EXERCISE OBJECTIVE: Copy out all of the entries exactly as they appear.

-- DATASET EXCERPTS follows --

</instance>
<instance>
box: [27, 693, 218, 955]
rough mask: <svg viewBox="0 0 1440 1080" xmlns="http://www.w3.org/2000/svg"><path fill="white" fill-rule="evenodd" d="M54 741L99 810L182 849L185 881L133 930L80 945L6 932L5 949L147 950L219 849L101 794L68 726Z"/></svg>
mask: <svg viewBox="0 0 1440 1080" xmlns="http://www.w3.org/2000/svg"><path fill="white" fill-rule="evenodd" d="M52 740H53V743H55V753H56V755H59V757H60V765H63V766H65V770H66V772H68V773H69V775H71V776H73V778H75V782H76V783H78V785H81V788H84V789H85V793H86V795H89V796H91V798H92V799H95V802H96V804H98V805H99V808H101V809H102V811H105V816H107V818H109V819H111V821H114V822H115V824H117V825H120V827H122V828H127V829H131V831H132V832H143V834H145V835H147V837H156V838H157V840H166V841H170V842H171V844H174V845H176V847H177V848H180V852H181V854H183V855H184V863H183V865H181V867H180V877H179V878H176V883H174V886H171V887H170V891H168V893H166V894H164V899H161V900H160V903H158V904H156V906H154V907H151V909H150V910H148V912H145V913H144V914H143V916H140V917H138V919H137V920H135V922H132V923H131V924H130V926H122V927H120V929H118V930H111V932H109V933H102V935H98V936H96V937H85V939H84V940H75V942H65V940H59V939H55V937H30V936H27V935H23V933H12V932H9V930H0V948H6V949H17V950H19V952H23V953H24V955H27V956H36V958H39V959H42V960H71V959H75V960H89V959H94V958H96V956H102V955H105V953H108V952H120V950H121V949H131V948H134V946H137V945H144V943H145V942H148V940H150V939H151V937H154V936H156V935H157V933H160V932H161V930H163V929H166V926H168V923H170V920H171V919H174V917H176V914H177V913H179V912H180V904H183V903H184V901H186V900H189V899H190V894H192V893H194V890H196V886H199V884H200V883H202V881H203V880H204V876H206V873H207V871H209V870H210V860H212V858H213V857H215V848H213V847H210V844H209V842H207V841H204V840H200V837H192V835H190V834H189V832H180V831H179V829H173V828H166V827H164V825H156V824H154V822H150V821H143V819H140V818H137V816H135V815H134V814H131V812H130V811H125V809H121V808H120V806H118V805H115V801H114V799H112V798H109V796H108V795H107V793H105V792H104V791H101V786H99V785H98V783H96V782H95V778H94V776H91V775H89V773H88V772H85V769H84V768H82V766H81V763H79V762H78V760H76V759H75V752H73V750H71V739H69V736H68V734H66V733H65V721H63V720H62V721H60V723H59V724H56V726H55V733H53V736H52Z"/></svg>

-- DATASET EXCERPTS concluded --

ANSWER SECTION:
</instance>
<instance>
box: [27, 693, 218, 955]
rough mask: <svg viewBox="0 0 1440 1080" xmlns="http://www.w3.org/2000/svg"><path fill="white" fill-rule="evenodd" d="M54 741L99 810L182 849L185 881L133 930L80 945L6 932L5 949L147 950L219 849L101 794L68 726Z"/></svg>
mask: <svg viewBox="0 0 1440 1080" xmlns="http://www.w3.org/2000/svg"><path fill="white" fill-rule="evenodd" d="M52 740H53V743H55V753H56V755H59V757H60V765H63V766H65V770H66V772H68V773H69V775H71V776H73V778H75V782H76V783H78V785H81V788H84V789H85V793H86V795H89V796H91V798H92V799H95V802H96V804H98V805H99V808H101V809H102V811H105V816H107V818H109V819H111V821H114V822H115V824H117V825H120V827H122V828H127V829H131V831H132V832H143V834H145V835H147V837H156V838H157V840H166V841H170V842H171V844H174V845H176V847H177V848H180V852H181V854H183V855H184V863H183V865H181V867H180V877H179V878H176V883H174V886H171V887H170V891H168V893H166V894H164V899H161V900H160V903H158V904H156V906H154V907H151V909H150V910H148V912H145V913H144V914H143V916H140V917H138V919H137V920H135V922H132V923H131V924H130V926H122V927H120V929H118V930H111V932H109V933H102V935H98V936H96V937H85V939H84V940H75V942H65V940H59V939H55V937H30V936H27V935H23V933H12V932H9V930H0V948H6V949H17V950H19V952H23V953H24V955H27V956H36V958H39V959H42V960H71V959H75V960H89V959H94V958H96V956H102V955H105V953H108V952H120V950H121V949H131V948H134V946H137V945H144V943H145V942H148V940H150V939H151V937H154V936H156V935H157V933H160V932H161V930H163V929H166V926H168V923H170V920H171V919H174V917H176V914H177V913H179V912H180V904H183V903H184V901H186V900H189V899H190V894H192V893H194V890H196V886H199V884H200V883H202V881H203V880H204V876H206V873H207V871H209V870H210V860H212V858H213V857H215V848H213V847H210V844H209V842H207V841H204V840H200V837H192V835H190V834H189V832H180V831H179V829H173V828H166V827H164V825H156V824H154V822H150V821H143V819H140V818H137V816H135V815H134V814H131V812H130V811H125V809H121V808H120V806H118V805H115V801H114V799H112V798H109V796H108V795H107V793H105V792H104V791H101V786H99V785H98V783H96V782H95V778H94V776H91V775H89V773H88V772H85V769H84V768H82V766H81V763H79V762H78V760H76V759H75V752H73V750H71V739H69V736H68V734H66V733H65V721H63V720H62V721H60V723H59V724H56V726H55V733H53V736H52Z"/></svg>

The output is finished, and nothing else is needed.